Please retype all the data below exactly, line for line.

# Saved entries
↓↓↓

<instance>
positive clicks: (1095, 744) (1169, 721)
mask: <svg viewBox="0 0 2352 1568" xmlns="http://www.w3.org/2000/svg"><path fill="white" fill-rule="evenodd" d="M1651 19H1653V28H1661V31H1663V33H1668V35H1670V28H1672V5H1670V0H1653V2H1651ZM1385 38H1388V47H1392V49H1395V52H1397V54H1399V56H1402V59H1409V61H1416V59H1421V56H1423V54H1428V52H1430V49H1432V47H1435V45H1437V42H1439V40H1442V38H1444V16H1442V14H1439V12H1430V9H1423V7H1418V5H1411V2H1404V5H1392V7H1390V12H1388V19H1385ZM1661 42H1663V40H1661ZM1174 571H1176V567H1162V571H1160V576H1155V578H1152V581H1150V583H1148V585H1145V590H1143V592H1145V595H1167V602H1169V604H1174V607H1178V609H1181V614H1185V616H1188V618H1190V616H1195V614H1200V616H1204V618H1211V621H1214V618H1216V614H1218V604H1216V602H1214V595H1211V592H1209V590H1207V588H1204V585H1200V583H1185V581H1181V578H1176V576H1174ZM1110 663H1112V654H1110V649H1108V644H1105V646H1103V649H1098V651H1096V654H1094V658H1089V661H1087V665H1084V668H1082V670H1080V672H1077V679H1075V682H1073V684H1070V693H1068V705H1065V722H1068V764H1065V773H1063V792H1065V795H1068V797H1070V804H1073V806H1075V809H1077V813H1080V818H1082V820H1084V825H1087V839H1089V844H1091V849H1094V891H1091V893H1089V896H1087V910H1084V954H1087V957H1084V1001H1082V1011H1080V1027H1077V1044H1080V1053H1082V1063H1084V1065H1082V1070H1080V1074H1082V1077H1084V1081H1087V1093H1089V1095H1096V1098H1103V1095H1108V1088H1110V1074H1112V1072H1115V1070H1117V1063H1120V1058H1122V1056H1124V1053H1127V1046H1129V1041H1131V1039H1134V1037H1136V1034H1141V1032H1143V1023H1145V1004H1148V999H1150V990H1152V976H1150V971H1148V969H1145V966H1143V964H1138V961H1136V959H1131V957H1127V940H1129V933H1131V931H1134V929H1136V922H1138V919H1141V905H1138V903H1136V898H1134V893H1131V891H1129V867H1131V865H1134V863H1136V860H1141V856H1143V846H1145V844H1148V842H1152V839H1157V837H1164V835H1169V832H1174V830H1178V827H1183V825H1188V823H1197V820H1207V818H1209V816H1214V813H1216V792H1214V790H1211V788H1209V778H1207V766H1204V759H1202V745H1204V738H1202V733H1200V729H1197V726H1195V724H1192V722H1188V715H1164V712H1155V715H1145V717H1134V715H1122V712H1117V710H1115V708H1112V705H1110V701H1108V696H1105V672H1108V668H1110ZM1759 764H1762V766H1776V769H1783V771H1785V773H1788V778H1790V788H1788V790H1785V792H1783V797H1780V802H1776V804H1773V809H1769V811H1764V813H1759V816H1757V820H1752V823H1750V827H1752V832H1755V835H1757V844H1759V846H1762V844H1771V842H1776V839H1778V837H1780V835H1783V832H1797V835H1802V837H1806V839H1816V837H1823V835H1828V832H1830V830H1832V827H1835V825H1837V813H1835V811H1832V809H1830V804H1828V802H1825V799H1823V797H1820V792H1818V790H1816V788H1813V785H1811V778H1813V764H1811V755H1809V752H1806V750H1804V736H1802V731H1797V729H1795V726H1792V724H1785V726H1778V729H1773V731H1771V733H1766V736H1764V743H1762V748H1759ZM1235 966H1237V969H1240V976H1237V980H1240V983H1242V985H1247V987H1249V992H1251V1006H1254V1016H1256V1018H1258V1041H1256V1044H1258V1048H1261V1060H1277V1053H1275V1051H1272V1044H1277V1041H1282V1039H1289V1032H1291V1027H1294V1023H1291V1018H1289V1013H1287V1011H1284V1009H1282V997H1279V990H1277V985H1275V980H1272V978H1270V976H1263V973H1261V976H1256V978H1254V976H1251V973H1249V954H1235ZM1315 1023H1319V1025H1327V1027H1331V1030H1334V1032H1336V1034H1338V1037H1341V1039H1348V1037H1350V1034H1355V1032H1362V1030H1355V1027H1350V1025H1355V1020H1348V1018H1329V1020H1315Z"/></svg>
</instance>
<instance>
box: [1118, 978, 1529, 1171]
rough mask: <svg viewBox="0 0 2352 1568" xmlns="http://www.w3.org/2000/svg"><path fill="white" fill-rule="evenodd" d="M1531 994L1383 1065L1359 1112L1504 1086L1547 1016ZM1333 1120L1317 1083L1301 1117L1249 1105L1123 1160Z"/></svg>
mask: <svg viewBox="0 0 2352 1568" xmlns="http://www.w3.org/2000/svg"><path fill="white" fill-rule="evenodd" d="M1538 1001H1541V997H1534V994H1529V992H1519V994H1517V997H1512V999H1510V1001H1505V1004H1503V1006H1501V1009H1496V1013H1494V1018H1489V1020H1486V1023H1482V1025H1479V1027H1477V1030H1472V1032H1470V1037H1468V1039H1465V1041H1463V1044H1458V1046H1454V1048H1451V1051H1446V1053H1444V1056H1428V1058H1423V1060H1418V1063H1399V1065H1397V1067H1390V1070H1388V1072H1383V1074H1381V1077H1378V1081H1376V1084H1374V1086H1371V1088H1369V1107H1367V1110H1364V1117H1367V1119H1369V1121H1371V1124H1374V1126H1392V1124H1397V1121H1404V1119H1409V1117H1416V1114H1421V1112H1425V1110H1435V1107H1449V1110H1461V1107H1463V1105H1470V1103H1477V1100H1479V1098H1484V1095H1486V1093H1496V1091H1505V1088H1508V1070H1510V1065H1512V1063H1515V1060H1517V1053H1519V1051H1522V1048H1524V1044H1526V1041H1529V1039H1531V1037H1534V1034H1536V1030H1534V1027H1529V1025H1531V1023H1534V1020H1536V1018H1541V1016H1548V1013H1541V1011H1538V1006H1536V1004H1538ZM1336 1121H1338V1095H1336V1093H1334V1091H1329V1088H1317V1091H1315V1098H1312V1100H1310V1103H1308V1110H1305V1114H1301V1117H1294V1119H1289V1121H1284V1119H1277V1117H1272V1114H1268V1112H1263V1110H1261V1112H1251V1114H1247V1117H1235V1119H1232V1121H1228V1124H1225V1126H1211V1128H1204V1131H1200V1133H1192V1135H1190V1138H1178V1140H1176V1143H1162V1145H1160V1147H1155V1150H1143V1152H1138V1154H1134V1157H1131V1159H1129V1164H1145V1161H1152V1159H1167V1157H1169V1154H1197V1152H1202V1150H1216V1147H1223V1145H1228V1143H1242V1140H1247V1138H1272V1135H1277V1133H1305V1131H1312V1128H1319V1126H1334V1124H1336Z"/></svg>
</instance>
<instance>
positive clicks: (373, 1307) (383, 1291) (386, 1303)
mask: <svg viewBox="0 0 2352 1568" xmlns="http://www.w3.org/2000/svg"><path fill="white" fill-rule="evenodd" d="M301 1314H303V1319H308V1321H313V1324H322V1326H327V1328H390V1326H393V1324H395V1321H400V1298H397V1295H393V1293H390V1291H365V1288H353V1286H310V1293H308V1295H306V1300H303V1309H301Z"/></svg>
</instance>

↑↑↑

# Answer to this exercise
<instance>
positive clicks: (1095, 744) (1169, 721)
mask: <svg viewBox="0 0 2352 1568" xmlns="http://www.w3.org/2000/svg"><path fill="white" fill-rule="evenodd" d="M1651 19H1653V28H1661V31H1663V33H1668V35H1670V28H1672V5H1670V0H1653V2H1651ZM1385 38H1388V47H1392V49H1395V52H1397V54H1399V56H1402V59H1409V61H1416V59H1421V56H1423V54H1428V52H1430V49H1432V47H1435V45H1437V42H1439V40H1442V38H1444V16H1442V14H1439V12H1430V9H1423V7H1418V5H1411V2H1404V5H1392V7H1390V12H1388V19H1385ZM1661 42H1663V40H1661ZM1174 571H1176V567H1162V571H1160V576H1155V578H1152V581H1150V583H1148V585H1145V590H1143V592H1145V595H1167V602H1169V604H1174V607H1178V609H1181V614H1185V616H1188V618H1190V616H1195V614H1200V616H1204V618H1211V621H1214V618H1216V614H1218V604H1216V602H1214V595H1211V592H1209V590H1207V588H1204V585H1200V583H1185V581H1181V578H1176V576H1174ZM1110 663H1112V654H1110V649H1108V644H1105V646H1103V649H1098V651H1096V654H1094V658H1089V661H1087V665H1084V668H1082V670H1080V672H1077V679H1075V682H1073V684H1070V693H1068V705H1065V722H1068V764H1065V773H1063V792H1065V795H1068V797H1070V804H1073V806H1075V809H1077V813H1080V818H1082V820H1084V825H1087V839H1089V844H1091V849H1094V891H1091V893H1089V896H1087V910H1084V954H1087V957H1084V1001H1082V1011H1080V1027H1077V1044H1080V1053H1082V1063H1084V1065H1082V1070H1080V1074H1082V1077H1084V1081H1087V1093H1089V1095H1096V1098H1103V1095H1108V1088H1110V1074H1112V1072H1115V1070H1117V1063H1120V1058H1122V1056H1124V1053H1127V1046H1129V1041H1131V1039H1134V1037H1136V1034H1141V1032H1143V1023H1145V1004H1148V999H1150V990H1152V976H1150V971H1148V969H1145V966H1143V964H1138V961H1136V959H1131V957H1127V940H1129V933H1131V931H1134V929H1136V922H1138V919H1141V905H1138V903H1136V898H1134V893H1131V891H1129V867H1131V865H1134V863H1136V860H1141V856H1143V846H1145V844H1148V842H1152V839H1157V837H1164V835H1169V832H1174V830H1178V827H1183V825H1188V823H1197V820H1207V818H1209V816H1214V813H1216V792H1214V790H1211V788H1209V778H1207V766H1204V759H1202V745H1204V738H1202V733H1200V729H1197V726H1195V724H1192V722H1188V715H1164V712H1155V715H1145V717H1134V715H1122V712H1117V710H1115V708H1112V705H1110V701H1108V696H1105V672H1108V668H1110ZM1759 764H1762V766H1776V769H1783V771H1785V773H1788V778H1790V788H1788V790H1785V792H1783V797H1780V802H1776V804H1773V809H1769V811H1764V813H1759V816H1757V820H1752V823H1750V827H1752V832H1755V835H1757V844H1759V846H1762V844H1771V842H1776V839H1778V837H1780V835H1783V832H1797V835H1802V837H1806V839H1816V837H1823V835H1828V832H1830V830H1832V827H1835V825H1837V813H1835V811H1832V809H1830V804H1828V802H1825V799H1823V797H1820V792H1818V790H1816V788H1813V785H1811V778H1813V764H1811V755H1809V752H1806V750H1804V736H1802V731H1797V729H1795V726H1792V724H1785V726H1778V729H1773V731H1771V733H1766V736H1764V743H1762V748H1759ZM1235 966H1237V969H1240V976H1237V980H1240V983H1242V985H1247V987H1249V992H1251V1006H1254V1016H1256V1018H1258V1041H1256V1044H1258V1048H1261V1060H1277V1053H1275V1051H1272V1044H1277V1041H1282V1039H1289V1032H1291V1027H1294V1023H1291V1018H1289V1013H1287V1011H1284V1009H1282V997H1279V990H1277V985H1275V980H1272V978H1270V976H1263V973H1261V976H1256V978H1254V976H1251V973H1249V954H1235ZM1315 1023H1319V1025H1327V1027H1331V1030H1334V1032H1336V1034H1338V1037H1341V1039H1348V1037H1350V1034H1355V1032H1362V1030H1355V1027H1350V1025H1355V1020H1348V1018H1329V1020H1315Z"/></svg>
</instance>
<instance>
box: [1118, 978, 1529, 1171]
rough mask: <svg viewBox="0 0 2352 1568" xmlns="http://www.w3.org/2000/svg"><path fill="white" fill-rule="evenodd" d="M1531 994L1383 1065L1359 1112L1504 1086L1547 1016ZM1333 1120L1317 1083L1301 1117L1249 1105L1123 1160Z"/></svg>
mask: <svg viewBox="0 0 2352 1568" xmlns="http://www.w3.org/2000/svg"><path fill="white" fill-rule="evenodd" d="M1538 1001H1541V997H1534V994H1529V992H1519V994H1517V997H1512V999H1510V1001H1505V1004H1503V1006H1501V1009H1496V1013H1494V1018H1489V1020H1486V1023H1482V1025H1479V1027H1477V1030H1472V1032H1470V1037H1468V1039H1465V1041H1463V1044H1458V1046H1454V1048H1451V1051H1446V1053H1444V1056H1428V1058H1423V1060H1418V1063H1399V1065H1397V1067H1390V1070H1388V1072H1383V1074H1381V1077H1378V1081H1376V1084H1374V1086H1371V1088H1369V1107H1367V1110H1364V1117H1367V1119H1369V1121H1371V1124H1374V1126H1392V1124H1397V1121H1404V1119H1409V1117H1416V1114H1421V1112H1425V1110H1435V1107H1449V1110H1461V1107H1463V1105H1470V1103H1477V1100H1479V1098H1484V1095H1486V1093H1496V1091H1505V1088H1508V1070H1510V1065H1512V1063H1515V1060H1517V1053H1519V1051H1522V1048H1524V1044H1526V1041H1529V1039H1531V1037H1534V1034H1536V1030H1534V1027H1529V1025H1531V1023H1534V1020H1536V1018H1541V1016H1548V1013H1541V1011H1538V1006H1536V1004H1538ZM1336 1121H1338V1095H1336V1093H1334V1091H1329V1088H1317V1091H1315V1098H1312V1100H1310V1103H1308V1110H1305V1114H1301V1117H1294V1119H1289V1121H1284V1119H1277V1117H1272V1114H1268V1112H1263V1110H1261V1112H1251V1114H1247V1117H1235V1119H1232V1121H1228V1124H1225V1126H1211V1128H1204V1131H1200V1133H1192V1135H1190V1138H1178V1140H1176V1143H1162V1145H1160V1147H1155V1150H1143V1152H1138V1154H1134V1157H1131V1159H1129V1164H1145V1161H1152V1159H1167V1157H1169V1154H1197V1152H1202V1150H1216V1147H1223V1145H1228V1143H1242V1140H1247V1138H1272V1135H1277V1133H1305V1131H1312V1128H1319V1126H1334V1124H1336Z"/></svg>
</instance>
<instance>
positive clicks: (373, 1307) (383, 1291) (386, 1303)
mask: <svg viewBox="0 0 2352 1568" xmlns="http://www.w3.org/2000/svg"><path fill="white" fill-rule="evenodd" d="M301 1314H303V1319H308V1321H313V1324H322V1326H327V1328H390V1326H393V1324H395V1321H400V1298H397V1295H393V1293H390V1291H365V1288H353V1286H310V1293H308V1295H306V1300H303V1309H301Z"/></svg>
</instance>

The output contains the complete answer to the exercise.